Parece que ser mujer, rumana, emigrante, y madre inmigrante significara la última de las estaciones del calvario, cuando todas las escalas del dolor han sido cumplidas. Ioana Uricaru, la realizadora y hoy profesora en la Universidad de Vermont (EE UU), confiesa que ella misma está en el origen de esta historia de deudas que nunca se saldan: “¿Quién sabe si no habrá un funcionario de migraciones en esta sala que considere que mentí en alguna fase del proceso de obtención de la tarjeta de residencia?”

Lacónica y firme, Uricaru rasca y rasca para dejar al aire las pruebas de lo arbitrario que es el poder; para muestra, la espiral de artilugios inhumanos que son capaces de esgrimir los empleados de cualquier oficina de extranjería.

Su cine integra con honores esta suerte de neorrealismo rumano, que viene hablando crudamente de los problemas de nuestro presente, con menos lírica que el italiano de los cincuenta, pero con la misma contundencia. Provistos de poesía pero también del suspense y el timing del cine made in USA, estos realizadores rumanos nos meten a padecer la rumanidad en la Bucarest de Ceausescu, en la jaula de vidrio de una oficina de migraciones y hasta en cualquier motel de carretera norteamericano. Sentimos con sus protagonistas la ansiedad con la que se vive para siempre, tras constatar que, incluso para poner un sello sobre un papel, las autoridades pueden ser así de crueles en cualquier geografía.

§ Datos proporcionados:
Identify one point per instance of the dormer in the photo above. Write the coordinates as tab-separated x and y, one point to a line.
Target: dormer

§ Consigna: Continúa el extracto sobre el cine de Ioana Uricaru y el neorrealismo rumano a partir de su última oración.

§ Respuesta al ejercicio:
Lemonade coronó una semana de excelente cine hecho por mujeres, en la que también destacó el largo documental Mil mujeres como yo, de la afgana Sahra Mani, ganador del premio en la categoría documental. Mani habla del extendido incesto (mejor dicho, el abuso sexual intrafamiliar) y su improbable persecución en una sociedad golpeada como la de Afganistán, donde ”tantos años de guerra impiden casi todo, siquiera pensar en el olor de la lluvia”, en palabras de su directora. Un valioso registro actual de la vida cotidiana en Kabul.

El abuso infantil también es el tema central de otra excelente película, en este caso, china, y que ganó el premio al mejor guion: Los ángeles visten de blanco, de Vivian Qu. Y, por fin, una comunidad silenciada, minoritaria dentro de la minoría de etnia gitana, se presentaba ante los ojos del público a través de una historia de amor entre dos chicas, la película española Carmen y Lola, de Arantxa Echevarría, que en Salé ganó el premio del jurado. Esto, mientras otra joven mujer gitana, la estupenda actriz Alina Serban, se hacía con la distinción a la mejor interpretación femenina por Sola en mi boda, la película de la realizadora belga Marta Bergman.

De la pantalla del cine Hollywood del popular barrio de Hay Karima, en la ciudad junto a la capital marroquí, salen otra vez un grupo de realizadoras de todas partes de mundo, en busca de pantallas para sus obras de ojos de mujer.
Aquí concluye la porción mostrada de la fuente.